──────── SUPPLIED ENTRIES

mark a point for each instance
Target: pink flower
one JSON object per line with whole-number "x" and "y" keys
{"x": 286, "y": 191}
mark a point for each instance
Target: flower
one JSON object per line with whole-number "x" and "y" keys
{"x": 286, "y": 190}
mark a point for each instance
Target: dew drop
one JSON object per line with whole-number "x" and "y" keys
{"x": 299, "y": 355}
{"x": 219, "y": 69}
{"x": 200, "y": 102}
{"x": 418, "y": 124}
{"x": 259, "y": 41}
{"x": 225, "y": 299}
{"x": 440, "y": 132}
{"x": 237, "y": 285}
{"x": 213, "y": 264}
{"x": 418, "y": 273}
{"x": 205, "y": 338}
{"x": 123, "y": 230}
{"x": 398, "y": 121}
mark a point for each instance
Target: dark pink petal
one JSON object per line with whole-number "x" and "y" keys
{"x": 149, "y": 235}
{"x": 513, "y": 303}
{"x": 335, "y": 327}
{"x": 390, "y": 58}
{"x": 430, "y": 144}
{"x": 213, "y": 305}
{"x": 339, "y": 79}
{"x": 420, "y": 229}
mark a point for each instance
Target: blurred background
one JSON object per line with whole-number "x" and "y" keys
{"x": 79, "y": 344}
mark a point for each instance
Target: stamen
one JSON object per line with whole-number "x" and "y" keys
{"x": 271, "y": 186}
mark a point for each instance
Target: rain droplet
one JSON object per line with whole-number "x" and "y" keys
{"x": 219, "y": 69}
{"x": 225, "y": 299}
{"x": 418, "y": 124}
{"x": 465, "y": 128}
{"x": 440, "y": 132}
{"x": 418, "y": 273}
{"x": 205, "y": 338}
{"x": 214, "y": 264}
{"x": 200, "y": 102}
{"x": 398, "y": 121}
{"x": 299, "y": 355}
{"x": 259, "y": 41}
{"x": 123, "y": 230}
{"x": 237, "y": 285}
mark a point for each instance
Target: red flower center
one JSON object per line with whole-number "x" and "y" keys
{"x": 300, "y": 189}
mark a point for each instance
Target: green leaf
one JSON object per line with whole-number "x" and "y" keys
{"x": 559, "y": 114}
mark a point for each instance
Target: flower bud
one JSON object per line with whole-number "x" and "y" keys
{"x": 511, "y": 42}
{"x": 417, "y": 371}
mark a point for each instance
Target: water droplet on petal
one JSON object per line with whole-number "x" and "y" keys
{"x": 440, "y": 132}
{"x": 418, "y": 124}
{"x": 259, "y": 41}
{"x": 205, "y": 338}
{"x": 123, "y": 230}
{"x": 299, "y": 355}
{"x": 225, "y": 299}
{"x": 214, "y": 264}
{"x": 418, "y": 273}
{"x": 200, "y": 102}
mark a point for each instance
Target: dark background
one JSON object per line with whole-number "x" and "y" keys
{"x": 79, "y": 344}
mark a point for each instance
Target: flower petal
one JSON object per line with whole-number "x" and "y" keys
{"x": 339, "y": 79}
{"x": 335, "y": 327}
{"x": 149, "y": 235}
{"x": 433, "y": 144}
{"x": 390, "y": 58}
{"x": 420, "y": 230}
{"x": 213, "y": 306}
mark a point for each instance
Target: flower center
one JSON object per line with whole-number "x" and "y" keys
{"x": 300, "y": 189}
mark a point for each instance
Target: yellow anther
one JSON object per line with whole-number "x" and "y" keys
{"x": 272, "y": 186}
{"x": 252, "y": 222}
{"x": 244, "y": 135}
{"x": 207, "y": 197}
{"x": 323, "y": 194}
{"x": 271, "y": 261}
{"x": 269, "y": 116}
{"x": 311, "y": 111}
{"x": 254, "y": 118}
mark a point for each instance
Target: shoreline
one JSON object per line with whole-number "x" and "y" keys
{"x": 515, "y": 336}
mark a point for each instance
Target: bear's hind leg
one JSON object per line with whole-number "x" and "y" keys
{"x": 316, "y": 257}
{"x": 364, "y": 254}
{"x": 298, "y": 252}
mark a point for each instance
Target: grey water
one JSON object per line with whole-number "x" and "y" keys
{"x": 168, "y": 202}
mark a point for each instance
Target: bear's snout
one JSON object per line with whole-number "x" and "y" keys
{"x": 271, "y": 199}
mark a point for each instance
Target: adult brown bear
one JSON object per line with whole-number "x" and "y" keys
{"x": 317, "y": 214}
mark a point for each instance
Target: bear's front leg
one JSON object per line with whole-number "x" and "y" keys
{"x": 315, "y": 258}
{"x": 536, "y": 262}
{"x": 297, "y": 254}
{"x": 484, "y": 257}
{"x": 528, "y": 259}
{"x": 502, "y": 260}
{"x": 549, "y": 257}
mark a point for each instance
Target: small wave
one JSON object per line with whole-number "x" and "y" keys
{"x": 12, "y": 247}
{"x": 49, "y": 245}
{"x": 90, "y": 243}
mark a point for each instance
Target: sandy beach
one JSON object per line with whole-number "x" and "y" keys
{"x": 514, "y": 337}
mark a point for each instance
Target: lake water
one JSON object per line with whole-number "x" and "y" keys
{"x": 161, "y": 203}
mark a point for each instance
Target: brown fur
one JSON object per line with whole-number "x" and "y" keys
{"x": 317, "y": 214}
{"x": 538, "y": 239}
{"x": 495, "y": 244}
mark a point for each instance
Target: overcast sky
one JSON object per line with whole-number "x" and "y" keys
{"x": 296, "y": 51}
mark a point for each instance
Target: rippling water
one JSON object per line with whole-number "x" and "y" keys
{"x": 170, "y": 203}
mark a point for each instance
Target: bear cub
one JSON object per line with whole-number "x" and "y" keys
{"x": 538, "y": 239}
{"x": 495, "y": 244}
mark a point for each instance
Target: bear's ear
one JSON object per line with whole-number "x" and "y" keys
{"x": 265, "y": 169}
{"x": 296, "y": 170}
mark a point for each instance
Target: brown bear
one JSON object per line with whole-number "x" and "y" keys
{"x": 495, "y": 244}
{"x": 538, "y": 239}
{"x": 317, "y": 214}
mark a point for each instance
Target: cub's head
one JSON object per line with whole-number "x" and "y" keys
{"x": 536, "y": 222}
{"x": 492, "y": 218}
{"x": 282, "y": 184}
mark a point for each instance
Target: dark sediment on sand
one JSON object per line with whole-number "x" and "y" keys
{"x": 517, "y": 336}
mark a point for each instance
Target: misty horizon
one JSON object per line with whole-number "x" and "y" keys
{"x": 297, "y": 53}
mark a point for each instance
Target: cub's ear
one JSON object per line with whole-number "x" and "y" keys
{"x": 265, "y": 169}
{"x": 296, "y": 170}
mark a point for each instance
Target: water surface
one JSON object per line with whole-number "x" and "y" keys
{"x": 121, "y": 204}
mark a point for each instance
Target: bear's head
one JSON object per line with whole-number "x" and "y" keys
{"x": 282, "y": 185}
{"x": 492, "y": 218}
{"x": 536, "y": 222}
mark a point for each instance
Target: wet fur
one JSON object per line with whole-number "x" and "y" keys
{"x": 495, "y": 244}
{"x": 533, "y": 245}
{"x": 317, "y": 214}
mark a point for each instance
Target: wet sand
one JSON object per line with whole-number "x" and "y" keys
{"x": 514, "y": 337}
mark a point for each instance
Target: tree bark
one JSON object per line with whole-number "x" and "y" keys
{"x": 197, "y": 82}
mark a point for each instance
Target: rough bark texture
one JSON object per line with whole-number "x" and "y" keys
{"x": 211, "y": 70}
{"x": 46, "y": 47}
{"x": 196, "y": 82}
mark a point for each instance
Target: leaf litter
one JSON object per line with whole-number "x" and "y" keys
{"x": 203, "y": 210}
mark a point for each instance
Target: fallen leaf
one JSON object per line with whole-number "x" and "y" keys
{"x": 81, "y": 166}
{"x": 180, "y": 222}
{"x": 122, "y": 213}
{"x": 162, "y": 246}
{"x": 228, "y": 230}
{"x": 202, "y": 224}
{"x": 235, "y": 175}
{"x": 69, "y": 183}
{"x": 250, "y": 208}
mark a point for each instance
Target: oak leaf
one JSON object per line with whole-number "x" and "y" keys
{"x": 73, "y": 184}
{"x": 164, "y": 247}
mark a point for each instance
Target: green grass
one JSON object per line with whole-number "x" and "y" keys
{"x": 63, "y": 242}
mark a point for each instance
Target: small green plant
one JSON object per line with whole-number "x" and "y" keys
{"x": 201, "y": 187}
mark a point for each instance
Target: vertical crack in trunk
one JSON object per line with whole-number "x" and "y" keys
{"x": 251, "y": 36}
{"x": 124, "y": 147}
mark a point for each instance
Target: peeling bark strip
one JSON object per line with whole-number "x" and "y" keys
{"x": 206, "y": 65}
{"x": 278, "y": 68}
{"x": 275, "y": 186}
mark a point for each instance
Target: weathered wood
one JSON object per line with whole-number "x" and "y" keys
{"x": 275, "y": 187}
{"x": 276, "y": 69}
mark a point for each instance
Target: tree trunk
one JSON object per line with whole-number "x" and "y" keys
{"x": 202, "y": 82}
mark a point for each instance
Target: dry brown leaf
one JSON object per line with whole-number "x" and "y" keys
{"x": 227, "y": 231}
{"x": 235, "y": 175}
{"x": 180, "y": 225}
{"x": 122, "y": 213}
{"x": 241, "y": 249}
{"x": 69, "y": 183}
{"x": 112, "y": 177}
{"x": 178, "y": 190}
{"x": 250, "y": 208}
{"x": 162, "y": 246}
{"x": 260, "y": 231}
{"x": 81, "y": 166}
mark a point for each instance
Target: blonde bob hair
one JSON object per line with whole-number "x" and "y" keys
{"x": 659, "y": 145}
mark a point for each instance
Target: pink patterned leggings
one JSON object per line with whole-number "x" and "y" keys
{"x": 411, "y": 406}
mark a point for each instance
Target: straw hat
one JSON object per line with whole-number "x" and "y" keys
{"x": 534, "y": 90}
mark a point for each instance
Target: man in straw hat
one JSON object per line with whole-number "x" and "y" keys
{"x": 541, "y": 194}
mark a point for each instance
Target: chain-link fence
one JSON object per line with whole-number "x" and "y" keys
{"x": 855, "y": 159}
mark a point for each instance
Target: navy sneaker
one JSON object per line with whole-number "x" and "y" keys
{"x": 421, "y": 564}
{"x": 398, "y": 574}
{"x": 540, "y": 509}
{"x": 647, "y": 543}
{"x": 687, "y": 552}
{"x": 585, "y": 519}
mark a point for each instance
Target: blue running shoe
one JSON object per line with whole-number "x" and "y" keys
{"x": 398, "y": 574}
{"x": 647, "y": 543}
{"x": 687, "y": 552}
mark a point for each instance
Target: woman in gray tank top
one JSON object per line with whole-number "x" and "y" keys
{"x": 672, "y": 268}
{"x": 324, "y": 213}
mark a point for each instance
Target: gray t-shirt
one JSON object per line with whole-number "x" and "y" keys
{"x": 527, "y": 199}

────────────────

TASK TO CARRY OUT:
Please find every line in the records that contains the word "brown", matching case exactly, and copy each of those lines.

THE ANSWER:
Target: adult brown bear
Target: brown fur
Target: brown bear
Target: dry brown leaf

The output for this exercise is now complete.